::: EXTRACT PROVIDED
For financial instruments that are recognised at fair value on a recurring basis, the Group determines whether transfers have occurred between levels of the fair value hierarchy by re-assessing categorisation (based on the lowest level input that is significant to the fair value measurement as a whole) at the end of the reporting period.

Transfers between Level 1 and Level 2

During the six month period ended 30 June 2014, transfers of financial assets from fair value hierarchy Level 1 to Level 2 amounted to £3.1 billion. These principally arose in the UK and Ireland as a result of the enhanced understanding of pricing vendor methodologies for the fair value hierarchy classification of certain debt securities. Transfers from Level 2 to Level 1 amounted to £0.2 billion and arose in Spain as a result in changes in the level of market activity for those debt securities.

Transfers to/from Level 3

Transfers out of Level 3 of £287 million relate principally to improvements in the market liquidity of debt securities held by our business in France, which were transferred to Level 1 where quoted market prices became available from an active market, or to Level 2 where valuations based on observable inputs became available. Transfers into Level 3 relate principally to debt securities held in the UK which were transferred from Level 2 due to the unavailability of market observable prices.

(f) Further information on Level 3 assets and liabilities:

The table below shows movement in the Level 3 assets and liabilities measured at fair value:

Investment Property £m Loans £m Debt securities £m Equity securities £m Other investments (including derivatives)¹ £m Financial assets of operations classified as held for sale £m Net asset value attributable to unitholders £m Derivative liabilities¹ £m Borrowings £m
Opening balance at 1 January 2014 9,451 15,362 8,879 441 3,017 148 - (201) (482)
Total net (losses)/gains recognised in the income statement 270 217 98 16 (47) - - (26) (7)
Additions 331 586 266 13 689 - - (74) -
Disposals (1,340) (825) (679) (5) (577) (148) - - -
Transfers into Level 3 - - 303 - 17 - (87) (77) (5)
Transfers out of Level 3 - - (287) - - - - - -
Foreign exchange movements (65) - (291) (16) (68) - - - -
Balance at 30 June 2014 8,647 15,340 8,289 449 3,031 - (87) (378) (494)

1 Restated following the adoption of amendments to IAS 32 'Financial Instruments: Presentation' - see note B2 for details.

Total net gains recognised in the income statement in the six-month period ended 30 June 2014 in respect of Level 3 assets measured at fair value amounted to £554 million with net losses in respect of liabilities of £33 million. Included in this balance are £497 million of net gains attributable to those assets and £32 million net losses attributable to those liabilities still held at the end of the period.

The principal assets classified as Level 3, and the valuation techniques applied to them, are:

  • n Commercial mortgage loans held by our UK Life business amounting to £9.7 billion (FY13: £9.9 billion), valued using a Portfolio Credit Risk Model (PCRM). This model calculates a Credit Risk Adjusted Value (CRAV) for each mortgage. The risk adjusted cash flows are discounted using a yield curve, taking into account the term dependent gilt yield curve, and global assumptions for the liquidity premium. The mortgage loans have been classified as Level 3 as the liquidity premium is not deemed to be market observable.
::::::
::: RECORDED INFORMATION
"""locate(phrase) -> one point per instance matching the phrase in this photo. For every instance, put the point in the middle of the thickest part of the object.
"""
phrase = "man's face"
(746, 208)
::::::
::: RECORDED INFORMATION
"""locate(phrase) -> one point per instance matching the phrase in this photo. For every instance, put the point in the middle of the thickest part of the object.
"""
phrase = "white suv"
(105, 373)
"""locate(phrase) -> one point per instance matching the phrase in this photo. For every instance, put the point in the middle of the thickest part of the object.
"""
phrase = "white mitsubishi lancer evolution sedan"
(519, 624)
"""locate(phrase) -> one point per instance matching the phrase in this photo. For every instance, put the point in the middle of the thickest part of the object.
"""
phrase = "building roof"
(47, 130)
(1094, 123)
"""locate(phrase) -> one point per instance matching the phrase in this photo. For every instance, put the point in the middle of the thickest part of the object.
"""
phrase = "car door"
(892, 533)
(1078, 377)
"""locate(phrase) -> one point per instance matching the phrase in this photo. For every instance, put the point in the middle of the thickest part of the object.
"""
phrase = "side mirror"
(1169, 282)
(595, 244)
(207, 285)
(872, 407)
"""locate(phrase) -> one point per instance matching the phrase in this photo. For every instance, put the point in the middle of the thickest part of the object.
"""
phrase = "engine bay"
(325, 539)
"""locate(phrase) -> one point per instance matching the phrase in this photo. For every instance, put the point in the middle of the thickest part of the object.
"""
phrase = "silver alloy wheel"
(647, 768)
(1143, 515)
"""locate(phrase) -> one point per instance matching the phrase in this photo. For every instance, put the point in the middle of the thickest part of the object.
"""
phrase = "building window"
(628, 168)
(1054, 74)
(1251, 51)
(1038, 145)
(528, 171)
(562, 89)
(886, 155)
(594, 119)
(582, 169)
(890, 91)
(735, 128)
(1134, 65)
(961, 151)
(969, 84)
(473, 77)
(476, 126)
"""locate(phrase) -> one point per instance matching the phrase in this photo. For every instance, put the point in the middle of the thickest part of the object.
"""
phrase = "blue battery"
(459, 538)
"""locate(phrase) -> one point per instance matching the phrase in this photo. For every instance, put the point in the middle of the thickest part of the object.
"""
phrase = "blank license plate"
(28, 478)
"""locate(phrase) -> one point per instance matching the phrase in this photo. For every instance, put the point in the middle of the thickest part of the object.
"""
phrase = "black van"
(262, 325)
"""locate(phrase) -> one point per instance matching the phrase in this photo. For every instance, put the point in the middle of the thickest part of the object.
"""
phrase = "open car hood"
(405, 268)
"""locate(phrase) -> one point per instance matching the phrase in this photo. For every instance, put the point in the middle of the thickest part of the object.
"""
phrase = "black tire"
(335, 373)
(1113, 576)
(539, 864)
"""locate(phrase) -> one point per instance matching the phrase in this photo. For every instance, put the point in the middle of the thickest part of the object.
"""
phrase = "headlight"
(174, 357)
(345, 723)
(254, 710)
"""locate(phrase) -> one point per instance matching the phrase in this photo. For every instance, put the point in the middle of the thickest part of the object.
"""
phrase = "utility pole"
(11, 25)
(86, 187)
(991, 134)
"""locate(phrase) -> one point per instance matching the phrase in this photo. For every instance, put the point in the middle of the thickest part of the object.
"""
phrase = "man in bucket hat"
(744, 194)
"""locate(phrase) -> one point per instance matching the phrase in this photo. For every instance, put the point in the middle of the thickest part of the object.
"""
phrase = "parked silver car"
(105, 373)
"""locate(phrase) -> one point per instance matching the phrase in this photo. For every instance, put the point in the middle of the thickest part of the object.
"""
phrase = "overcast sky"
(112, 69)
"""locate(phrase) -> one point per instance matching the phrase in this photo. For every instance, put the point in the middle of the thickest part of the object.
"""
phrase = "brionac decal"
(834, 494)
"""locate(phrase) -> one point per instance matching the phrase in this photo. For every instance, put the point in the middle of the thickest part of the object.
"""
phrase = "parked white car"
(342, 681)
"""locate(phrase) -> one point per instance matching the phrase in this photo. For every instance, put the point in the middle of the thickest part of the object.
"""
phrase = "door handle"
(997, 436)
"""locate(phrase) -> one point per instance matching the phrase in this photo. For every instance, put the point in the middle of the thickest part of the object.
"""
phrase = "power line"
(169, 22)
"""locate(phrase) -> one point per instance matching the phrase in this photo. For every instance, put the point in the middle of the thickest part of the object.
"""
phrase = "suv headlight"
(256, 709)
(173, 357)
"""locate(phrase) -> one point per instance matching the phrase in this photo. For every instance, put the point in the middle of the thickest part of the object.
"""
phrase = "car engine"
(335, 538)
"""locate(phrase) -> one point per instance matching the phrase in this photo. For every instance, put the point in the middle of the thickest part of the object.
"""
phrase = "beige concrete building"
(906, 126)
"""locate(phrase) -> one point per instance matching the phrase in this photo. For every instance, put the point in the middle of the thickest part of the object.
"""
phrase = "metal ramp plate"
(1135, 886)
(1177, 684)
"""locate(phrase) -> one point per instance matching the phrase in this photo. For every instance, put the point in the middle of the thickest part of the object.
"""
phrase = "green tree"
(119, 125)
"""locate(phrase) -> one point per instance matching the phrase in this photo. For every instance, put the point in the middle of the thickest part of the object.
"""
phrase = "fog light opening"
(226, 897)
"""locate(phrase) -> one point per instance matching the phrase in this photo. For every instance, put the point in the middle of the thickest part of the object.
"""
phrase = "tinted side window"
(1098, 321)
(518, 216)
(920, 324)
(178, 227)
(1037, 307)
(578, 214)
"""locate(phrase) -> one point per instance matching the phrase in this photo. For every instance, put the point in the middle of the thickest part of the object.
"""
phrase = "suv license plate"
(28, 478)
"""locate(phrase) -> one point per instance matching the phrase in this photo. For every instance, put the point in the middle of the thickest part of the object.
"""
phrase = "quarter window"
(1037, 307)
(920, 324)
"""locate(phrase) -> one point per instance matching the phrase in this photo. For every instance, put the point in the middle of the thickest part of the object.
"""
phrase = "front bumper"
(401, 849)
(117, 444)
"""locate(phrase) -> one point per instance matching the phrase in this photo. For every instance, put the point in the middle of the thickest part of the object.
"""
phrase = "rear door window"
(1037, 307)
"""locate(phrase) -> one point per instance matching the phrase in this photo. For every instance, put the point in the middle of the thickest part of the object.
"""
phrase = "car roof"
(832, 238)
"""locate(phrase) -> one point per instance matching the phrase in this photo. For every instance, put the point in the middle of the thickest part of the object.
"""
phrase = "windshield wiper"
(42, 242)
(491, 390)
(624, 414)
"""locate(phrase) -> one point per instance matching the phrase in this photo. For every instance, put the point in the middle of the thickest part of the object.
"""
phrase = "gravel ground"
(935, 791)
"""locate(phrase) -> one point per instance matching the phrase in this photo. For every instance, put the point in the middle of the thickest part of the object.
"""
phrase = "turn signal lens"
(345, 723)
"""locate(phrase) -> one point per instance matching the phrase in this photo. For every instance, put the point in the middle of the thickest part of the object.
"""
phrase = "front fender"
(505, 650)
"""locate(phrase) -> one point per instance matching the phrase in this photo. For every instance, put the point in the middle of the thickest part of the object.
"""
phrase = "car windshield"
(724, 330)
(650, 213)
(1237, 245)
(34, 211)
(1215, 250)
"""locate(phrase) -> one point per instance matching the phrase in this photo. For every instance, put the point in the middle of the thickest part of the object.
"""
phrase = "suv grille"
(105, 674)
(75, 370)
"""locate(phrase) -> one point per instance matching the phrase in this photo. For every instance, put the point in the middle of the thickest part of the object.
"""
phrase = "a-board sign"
::::::
* TASK STATEMENT: Please rewrite the fair value extract from "The table below" to "(87) (378) (494)", putting "Purchases" in place of "Additions".

* RESPONSE TO THE EXERCISE:
The table below shows movement in the Level 3 assets and liabilities measured at fair value:

Investment Property £m Loans £m Debt securities £m Equity securities £m Other investments (including derivatives)¹ £m Financial assets of operations classified as held for sale £m Net asset value attributable to unitholders £m Derivative liabilities¹ £m Borrowings £m
Opening balance at 1 January 2014 9,451 15,362 8,879 441 3,017 148 - (201) (482)
Total net (losses)/gains recognised in the income statement 270 217 98 16 (47) - - (26) (7)
Purchases 331 586 266 13 689 - - (74) -
Disposals (1,340) (825) (679) (5) (577) (148) - - -
Transfers into Level 3 - - 303 - 17 - (87) (77) (5)
Transfers out of Level 3 - - (287) - - - - - -
Foreign exchange movements (65) - (291) (16) (68) - - - -
Balance at 30 June 2014 8,647 15,340 8,289 449 3,031 - (87) (378) (494)